## Passage shown:
Retirement planning is all about ensuring smoother transitions between life stages. I believe that besides amassing capital, we must also plan for other aspects of retirement. This post will share some perspectives that are often overlooked by Singaporeans in the area of financial planning for retirement.
1. Retirement Lifestyle expectations
Retirement is not about basic survival needs because many of us would expect some level of freedom and luxury in our later life stages.
Expenses include the following (non-exhaustive)
- Daily living expenses (E.g. Food, utilities, transport, household expenses)
- Excess of Medical fees (outside of insurance coverage)
- Celebration and festivities (E.g. Birthdays, parties, weddings, new year celebrations)
- Vacation budget
- Additional Buffer of 5-10% of total budget
Do create a rough budget for a full year and multiply by the number of years you would live after retirement while taking into account 1-2% of real inflation losses of your capital. That would be the amount you need to amass from today until the day you retire.

## Required action:
Return the passage from the retirement planning post starting with "- Excess of" and going on through "day you retire.", copied word for word. These records have nothing to do with the retirement planning post.

## Given entries:
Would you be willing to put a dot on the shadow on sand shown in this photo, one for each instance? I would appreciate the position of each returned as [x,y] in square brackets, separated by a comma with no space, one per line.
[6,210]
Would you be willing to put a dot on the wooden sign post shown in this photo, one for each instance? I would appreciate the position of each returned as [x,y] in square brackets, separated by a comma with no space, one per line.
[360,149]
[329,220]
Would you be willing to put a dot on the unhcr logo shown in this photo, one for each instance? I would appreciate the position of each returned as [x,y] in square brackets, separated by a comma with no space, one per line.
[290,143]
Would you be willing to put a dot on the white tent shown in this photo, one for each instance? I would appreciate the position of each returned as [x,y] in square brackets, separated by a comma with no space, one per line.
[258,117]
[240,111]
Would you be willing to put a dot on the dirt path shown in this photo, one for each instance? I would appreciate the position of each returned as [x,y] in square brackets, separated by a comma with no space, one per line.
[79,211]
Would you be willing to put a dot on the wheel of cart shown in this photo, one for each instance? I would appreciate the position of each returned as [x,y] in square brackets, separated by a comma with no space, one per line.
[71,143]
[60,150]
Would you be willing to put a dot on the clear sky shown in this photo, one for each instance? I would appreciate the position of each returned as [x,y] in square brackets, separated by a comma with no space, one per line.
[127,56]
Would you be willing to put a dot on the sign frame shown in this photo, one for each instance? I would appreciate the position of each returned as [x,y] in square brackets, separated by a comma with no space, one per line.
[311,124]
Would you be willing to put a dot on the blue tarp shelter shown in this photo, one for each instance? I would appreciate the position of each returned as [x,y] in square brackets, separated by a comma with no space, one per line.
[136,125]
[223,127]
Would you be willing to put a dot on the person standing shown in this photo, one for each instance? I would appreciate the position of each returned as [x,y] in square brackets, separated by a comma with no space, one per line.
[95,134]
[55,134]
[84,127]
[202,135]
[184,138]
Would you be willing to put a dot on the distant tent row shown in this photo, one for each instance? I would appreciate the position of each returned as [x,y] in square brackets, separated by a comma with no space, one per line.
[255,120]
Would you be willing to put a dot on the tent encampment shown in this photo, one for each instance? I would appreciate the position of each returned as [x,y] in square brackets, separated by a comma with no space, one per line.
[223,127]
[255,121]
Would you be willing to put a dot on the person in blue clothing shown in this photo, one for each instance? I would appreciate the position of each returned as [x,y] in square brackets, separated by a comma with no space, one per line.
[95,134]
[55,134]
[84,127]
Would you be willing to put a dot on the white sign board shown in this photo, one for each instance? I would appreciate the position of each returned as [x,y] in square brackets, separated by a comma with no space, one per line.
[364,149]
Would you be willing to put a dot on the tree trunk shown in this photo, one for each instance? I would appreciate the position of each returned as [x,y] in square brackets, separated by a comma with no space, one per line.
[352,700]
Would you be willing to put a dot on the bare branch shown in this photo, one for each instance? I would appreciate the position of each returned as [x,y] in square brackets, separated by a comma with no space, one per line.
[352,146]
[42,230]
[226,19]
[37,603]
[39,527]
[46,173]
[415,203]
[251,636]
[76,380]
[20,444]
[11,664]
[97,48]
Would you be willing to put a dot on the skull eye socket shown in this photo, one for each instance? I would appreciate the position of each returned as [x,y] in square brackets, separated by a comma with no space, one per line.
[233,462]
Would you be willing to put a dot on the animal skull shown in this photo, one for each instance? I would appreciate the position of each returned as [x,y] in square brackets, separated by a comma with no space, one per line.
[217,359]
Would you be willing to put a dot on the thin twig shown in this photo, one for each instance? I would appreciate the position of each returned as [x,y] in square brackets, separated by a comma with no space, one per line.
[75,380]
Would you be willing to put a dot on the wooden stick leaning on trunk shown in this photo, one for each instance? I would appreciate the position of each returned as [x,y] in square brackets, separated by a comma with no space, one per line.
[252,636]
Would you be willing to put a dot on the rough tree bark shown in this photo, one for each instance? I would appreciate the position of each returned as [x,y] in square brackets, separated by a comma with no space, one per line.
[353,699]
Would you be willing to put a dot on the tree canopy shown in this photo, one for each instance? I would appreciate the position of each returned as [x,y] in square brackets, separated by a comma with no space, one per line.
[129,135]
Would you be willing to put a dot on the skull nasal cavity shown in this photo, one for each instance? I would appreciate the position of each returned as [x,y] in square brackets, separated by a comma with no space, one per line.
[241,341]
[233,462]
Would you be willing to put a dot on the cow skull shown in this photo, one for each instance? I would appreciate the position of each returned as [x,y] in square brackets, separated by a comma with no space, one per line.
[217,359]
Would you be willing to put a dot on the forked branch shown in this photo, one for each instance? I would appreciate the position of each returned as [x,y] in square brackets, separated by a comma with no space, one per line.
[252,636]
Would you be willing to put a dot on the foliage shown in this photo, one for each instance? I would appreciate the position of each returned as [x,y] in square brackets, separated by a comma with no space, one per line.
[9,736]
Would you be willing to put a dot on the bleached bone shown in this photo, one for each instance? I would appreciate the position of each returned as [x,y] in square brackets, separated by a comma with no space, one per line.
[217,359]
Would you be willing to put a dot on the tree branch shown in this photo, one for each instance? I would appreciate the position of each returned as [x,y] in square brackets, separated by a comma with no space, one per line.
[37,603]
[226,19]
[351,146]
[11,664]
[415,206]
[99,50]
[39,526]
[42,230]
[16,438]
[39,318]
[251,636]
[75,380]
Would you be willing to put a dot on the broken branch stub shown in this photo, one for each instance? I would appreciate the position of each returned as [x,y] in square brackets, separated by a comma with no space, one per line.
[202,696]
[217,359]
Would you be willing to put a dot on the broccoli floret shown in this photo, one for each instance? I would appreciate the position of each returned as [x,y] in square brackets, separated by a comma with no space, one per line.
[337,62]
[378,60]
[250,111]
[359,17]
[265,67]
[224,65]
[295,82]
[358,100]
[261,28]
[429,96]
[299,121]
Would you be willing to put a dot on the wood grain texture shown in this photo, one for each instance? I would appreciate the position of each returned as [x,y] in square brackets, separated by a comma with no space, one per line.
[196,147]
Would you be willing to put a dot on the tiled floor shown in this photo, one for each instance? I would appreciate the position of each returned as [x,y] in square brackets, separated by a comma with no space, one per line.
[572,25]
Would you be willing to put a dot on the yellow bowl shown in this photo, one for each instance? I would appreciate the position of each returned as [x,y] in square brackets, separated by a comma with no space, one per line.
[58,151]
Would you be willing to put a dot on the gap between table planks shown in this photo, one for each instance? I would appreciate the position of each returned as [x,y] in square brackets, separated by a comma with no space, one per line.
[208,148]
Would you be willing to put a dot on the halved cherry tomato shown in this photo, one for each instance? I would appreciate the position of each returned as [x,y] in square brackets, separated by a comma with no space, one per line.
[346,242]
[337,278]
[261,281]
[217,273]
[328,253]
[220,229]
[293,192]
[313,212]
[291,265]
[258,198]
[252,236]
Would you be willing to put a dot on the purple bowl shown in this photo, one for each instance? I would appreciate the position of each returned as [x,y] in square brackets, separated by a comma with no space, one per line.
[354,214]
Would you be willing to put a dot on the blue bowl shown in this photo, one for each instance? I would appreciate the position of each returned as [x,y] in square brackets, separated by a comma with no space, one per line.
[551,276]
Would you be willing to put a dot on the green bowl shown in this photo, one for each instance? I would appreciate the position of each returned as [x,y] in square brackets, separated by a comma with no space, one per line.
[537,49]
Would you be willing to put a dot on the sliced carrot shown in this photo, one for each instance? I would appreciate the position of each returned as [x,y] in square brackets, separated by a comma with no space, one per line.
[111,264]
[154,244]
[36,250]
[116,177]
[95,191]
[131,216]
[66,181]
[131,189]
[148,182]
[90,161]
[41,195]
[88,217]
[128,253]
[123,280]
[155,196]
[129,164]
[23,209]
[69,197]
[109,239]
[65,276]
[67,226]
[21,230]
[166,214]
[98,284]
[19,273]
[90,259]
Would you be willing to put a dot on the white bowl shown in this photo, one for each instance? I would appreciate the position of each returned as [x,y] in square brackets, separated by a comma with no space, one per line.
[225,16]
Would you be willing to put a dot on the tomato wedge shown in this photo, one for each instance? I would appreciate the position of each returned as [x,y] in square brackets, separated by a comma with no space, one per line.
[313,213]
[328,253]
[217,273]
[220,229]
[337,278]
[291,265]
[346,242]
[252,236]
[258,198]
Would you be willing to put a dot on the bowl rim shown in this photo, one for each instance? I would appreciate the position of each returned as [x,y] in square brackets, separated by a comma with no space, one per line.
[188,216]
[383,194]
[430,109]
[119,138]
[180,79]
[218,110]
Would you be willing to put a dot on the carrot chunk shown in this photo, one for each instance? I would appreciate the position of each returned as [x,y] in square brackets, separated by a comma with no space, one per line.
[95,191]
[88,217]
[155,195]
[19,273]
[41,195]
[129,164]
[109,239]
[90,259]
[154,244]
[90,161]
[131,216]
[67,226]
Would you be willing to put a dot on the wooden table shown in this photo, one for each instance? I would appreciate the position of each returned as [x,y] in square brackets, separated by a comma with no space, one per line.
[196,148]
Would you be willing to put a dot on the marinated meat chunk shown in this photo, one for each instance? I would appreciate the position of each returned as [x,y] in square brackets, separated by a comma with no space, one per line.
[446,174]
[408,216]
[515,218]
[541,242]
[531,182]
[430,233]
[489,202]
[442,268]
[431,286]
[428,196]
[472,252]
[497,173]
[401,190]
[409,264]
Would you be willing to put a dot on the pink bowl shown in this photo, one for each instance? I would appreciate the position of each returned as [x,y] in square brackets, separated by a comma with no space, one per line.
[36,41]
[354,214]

## Result:
- Excess of Medical fees (outside of insurance coverage)
- Celebration and festivities (E.g. Birthdays, parties, weddings, new year celebrations)
- Vacation budget
- Additional Buffer of 5-10% of total budget
Do create a rough budget for a full year and multiply by the number of years you would live after retirement while taking into account 1-2% of real inflation losses of your capital. That would be the amount you need to amass from today until the day you retire.